EXERCISE INSTRUCTIONS ▸
1. Using the iron sole patent text, decide whether each statement agrees with it: (a) flat soles have bounce and scoop angles of 0°; (b) a round sole can be defined by its bounce angle; (c) in a bounce sole, the sole surface opens toward the rear of the club. For each, give yes or no and quote the words from the text that settle it.
2. Turn the paragraph of the iron sole patent text that begins "There are many parameters to the shape of a golf club head" into a short list that keeps its main facts.
3. Write what comes next in the iron sole patent text, picking up right after its last sentence.

Method of designing an iron sole shape, and system for the same

Abstract

The sole shape can be designed with ease. The invention provides a method for designing an iron sole shape that includes the steps of setting different parameter values (S1) relating to a sole shape while keeping parameters other than those of the sole shape constant, preparing an iron club (S2) having the parameter values that have been set, a tester using the iron club that has been prepared to hit a ball (S4), measuring a path of the club head (S5) using a camera to obtain data relating to a position and a velocity of the club head, and determining whether or not the sole shape is favorable (S6) based on the data that have been obtained.

Description

BACKGROUND OF THE INVENTION

1. Field of the Invention

The present invention relates to methods for designing the sole shape of golf club irons, and systems for the same.

2. Description of Related Art

There are many parameters to the shape of a golf club head. Club heads generally include a face portion, a top line portion (in iron heads; wood heads have a crown portion), a side portion, a sole portion, and a toe portion, and are joined to a shaft. A golf club's performance changes based not only on the size of those portions, but also on the lie angle between the shaft and the ground when looking at the club head from the face side, the loft angle between the shaft axis and the face surface when looking at the club head from the toe side, the face angle of the face surface with respect to the shaft axis when looking at the club head from above, and the relationship between the largest deflection position of the face surface and the position of the center of gravity of the head unit itself that is projected onto the face surface. The material of the club head and the shaft design also have an impact on club performance.

In the case of an iron, its sole portion forcefully strikes the ground. The shape of the sole is also a crucial element in minimizing head shake without reducing head speed. As shown in FIG. 6, the shape of the sole may be bounce, scoop, round, or flat, and each of these shapes is designed to fit the function that is expected of that club, such as making balls easier to hit up, improving the swing-though release, and increasing head stability during impact. The sole portion also may be provided with a groove or some other types of patterns. When the shaft axis is positioned vertical to the ground, viewed from the toe side, the sole surface opens up toward the front of the club in the bounce sole and toward the rear in the scoop sole. The overall shape of the bounce sole or the scoop sole is defined by the bounce angle (a) or the scoop angle (b) between the ground and the sole surface respectively. Round soles have a curved sole surface and cannot be defined by the bounce or scoop angle. Flat soles are designed so that their sole surface is parallel to the ground, and have bounce and scoop angles of 0°. Other important parameters include the weight distribution within the iron head, the width of the sole surface, and, in the case of round soles, the radius of curvature of the sole surface.

There are thus many types of sole shapes, and in designing those shapes there is a need to more quantitatively evaluate the effects of the sole shape. Further, each person has their own unique golf swing. Although a sole design that matches the characteristics of a player's golf swing is preferable, the choice of solve designs is currently made based on instinct. If it is possible to systematically arrive at the shape or parameter values of an ideal sole, then sets of irons that include different sole shapes may be provided for different players.

It should be noted that the method presented in JP 2005-6763A is known as one method for creating prototype golf club heads and then evaluating those heads.

SUMMARY OF THE INVENTION

It is an object of the invention to provide a systematic method for determining a sole shape, and a system for implementing that method.

The invention provides a method of designing an iron sole shape that includes a step of setting different parameter values relating to a sole shape while keeping parameters other than those of the sole shape constant, a step of preparing an iron club having the parameter values that have been set, a step of a tester using the iron club that has been prepared to hit a ball, a step of measuring a path of the club head using a camera, a step of obtaining data on a position and a velocity of the club head based on the results of the measurement step, and a step of determining whether or not the parameter values that have been set are favorable based on the data that have been obtained.

DATA RECORDS ▸
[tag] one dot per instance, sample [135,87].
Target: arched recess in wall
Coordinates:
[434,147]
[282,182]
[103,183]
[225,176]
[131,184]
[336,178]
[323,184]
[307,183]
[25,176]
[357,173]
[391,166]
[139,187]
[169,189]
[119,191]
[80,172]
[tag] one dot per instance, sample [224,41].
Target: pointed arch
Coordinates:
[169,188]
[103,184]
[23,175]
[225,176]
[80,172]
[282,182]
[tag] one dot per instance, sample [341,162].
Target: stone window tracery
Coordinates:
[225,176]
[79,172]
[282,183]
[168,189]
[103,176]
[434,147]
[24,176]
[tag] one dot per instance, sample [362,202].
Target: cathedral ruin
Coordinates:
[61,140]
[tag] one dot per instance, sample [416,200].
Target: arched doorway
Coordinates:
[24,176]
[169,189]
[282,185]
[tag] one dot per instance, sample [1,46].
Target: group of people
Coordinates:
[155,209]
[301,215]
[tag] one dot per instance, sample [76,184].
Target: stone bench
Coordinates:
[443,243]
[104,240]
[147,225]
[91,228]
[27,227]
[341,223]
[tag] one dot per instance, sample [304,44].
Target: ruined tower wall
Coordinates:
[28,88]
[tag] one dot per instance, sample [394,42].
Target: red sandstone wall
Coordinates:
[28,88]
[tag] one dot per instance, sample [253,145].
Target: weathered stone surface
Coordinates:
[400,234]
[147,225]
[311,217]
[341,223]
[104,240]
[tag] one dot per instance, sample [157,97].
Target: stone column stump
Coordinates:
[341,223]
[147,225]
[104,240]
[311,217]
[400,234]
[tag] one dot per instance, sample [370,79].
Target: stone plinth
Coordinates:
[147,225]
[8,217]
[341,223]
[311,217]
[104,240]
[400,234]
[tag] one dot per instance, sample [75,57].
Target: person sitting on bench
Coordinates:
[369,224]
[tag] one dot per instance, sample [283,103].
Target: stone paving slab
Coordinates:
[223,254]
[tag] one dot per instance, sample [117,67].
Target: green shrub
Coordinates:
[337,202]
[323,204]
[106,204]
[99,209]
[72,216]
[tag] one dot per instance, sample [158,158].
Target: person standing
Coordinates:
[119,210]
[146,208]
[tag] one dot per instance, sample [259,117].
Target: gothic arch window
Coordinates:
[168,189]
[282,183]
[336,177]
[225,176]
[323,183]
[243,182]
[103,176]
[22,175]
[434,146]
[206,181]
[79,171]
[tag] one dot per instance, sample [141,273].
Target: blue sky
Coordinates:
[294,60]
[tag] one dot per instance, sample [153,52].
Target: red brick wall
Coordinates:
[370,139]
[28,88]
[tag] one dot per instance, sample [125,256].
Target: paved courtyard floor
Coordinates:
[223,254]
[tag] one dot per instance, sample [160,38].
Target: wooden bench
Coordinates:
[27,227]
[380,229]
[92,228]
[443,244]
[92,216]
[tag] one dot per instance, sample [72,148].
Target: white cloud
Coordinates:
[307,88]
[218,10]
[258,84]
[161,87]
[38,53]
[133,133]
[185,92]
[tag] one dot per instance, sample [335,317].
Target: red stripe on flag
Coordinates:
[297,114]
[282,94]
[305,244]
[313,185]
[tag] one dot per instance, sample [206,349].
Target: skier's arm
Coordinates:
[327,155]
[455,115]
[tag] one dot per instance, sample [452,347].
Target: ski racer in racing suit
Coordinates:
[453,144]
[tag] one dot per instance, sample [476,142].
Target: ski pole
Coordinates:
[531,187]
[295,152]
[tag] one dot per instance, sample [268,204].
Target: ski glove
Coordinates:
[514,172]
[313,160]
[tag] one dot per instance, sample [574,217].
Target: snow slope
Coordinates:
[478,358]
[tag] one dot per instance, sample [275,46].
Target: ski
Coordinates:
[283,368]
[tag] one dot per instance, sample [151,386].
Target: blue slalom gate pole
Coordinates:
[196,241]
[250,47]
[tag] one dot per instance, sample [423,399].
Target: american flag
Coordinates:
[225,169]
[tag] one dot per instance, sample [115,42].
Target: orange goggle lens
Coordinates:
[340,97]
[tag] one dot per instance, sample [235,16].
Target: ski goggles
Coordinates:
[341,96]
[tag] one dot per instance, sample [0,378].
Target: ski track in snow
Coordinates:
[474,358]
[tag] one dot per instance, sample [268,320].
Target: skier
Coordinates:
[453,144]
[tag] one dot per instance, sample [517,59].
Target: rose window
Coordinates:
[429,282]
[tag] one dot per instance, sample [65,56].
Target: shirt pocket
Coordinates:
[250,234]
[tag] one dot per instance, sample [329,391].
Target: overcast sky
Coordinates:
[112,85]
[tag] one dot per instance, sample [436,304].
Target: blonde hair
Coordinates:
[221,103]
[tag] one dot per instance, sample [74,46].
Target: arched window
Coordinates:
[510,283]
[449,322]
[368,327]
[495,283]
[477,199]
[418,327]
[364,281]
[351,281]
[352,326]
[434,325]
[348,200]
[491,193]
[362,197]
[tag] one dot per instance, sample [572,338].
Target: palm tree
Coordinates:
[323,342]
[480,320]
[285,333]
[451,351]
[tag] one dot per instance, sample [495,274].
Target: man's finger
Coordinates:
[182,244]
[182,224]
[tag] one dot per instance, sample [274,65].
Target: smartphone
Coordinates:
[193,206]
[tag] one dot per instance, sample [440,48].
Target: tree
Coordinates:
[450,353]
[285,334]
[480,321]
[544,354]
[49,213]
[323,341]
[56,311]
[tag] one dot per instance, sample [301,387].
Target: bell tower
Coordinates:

RESULTS IN ORDER ▸
1.
(a) Yes: "Flat soles are designed so that their sole surface is parallel to the ground, and have bounce and scoop angles of 0°."
(b) No: "Round soles have a curved sole surface and cannot be defined by the bounce or scoop angle."
(c) No: "the sole surface opens up toward the front of the club in the bounce sole and toward the rear in the scoop sole."

2.
- Club heads generally have a face portion, a top line portion (a crown portion on wood heads), a side portion, a sole portion and a toe portion, and are joined to a shaft.
- Performance changes with the size of those portions.
- It also changes with the lie angle between the shaft and the ground, seen from the face side.
- It changes with the loft angle between the shaft axis and the face surface, seen from the toe side.
- It changes with the face angle of the face surface relative to the shaft axis, seen from above.
- It changes with how the face's largest deflection position relates to the head's center of gravity projected onto the face.
- The club head material and the shaft design also affect performance.

3.
This method of the invention can be further provided with a step of a computation means statically processing the data to determine whether the parameter values that have been set are favorable. It is also preferable that the method is further provided with a step of assessing the “release” of the individual sole shapes. It is preferable that the evaluation of “release” is done by obtaining feedback from testers after each shot, and considering at least the velocity of the club head.

The method of the invention preferably also includes a step of measuring an initial velocity and a direction of the ball hit by the tester, and a step of determining whether or not the parameter values relating to the sole shape are favorable based on variations in the measured initial velocity or the direction, or both.

It should be noted that the invention incorporates iron clubs and iron club sets designed according to the method of the invention set forth above, Iron clubs normally are sold in a set of six to ten clubs. Normally, iron clubs include clubs from number 3 to number 9 for hitting the ball for different distances, and a pitching wedge (PW), an approach wedge (AW), and a sand wedge (SW), which are called “wedges.”

The invention also provides an iron sole design system that includes a high-speed camera for capturing images of a tester hitting a ball with an iron club in order to capture a path traveled by an iron head, a head computation means for image processing the path that has been captured, so as to obtain data on the position and velocity of the iron head through image processing, a display means for displaying the date on the position and velocity, and a first determination means for determining, based on a predetermined determination standard, whether or not the parameter values relating to the sole shape of the iron club are favorable based on at least the data on the velocity, and displaying the result of this determination.

The system of the invention preferably also includes a ball computation means that employs image processing to obtain data on the initial velocity and direction of the ball that has been hit, and a second determination means for determining whether or not the parameter values relating to the sole shape are favorable based on variations in the initial velocity or direction, or both, of the ball.

With this invention, preferably a black mark on white or a white mark on black is attached to the toe portion of the iron head. This mark can be captured by the camera and used to analyze the path of the iron head. It is possible to provide one or more such marks. For example, it is possible to perform image processing such as binary processing in order to identify this mark and record the path of the iron head. This image processing can be executed using a personal computer.

The camera can be a high-speed video camera, or can be another camera type, and there are no limitations regarding the camera as long as it is high-speed and allows the instantaneous position of the iron head during a swing of the club to be followed. It is preferable that the high-speed video is captured at a speed of at least 3000 fps, such as 4000 fps.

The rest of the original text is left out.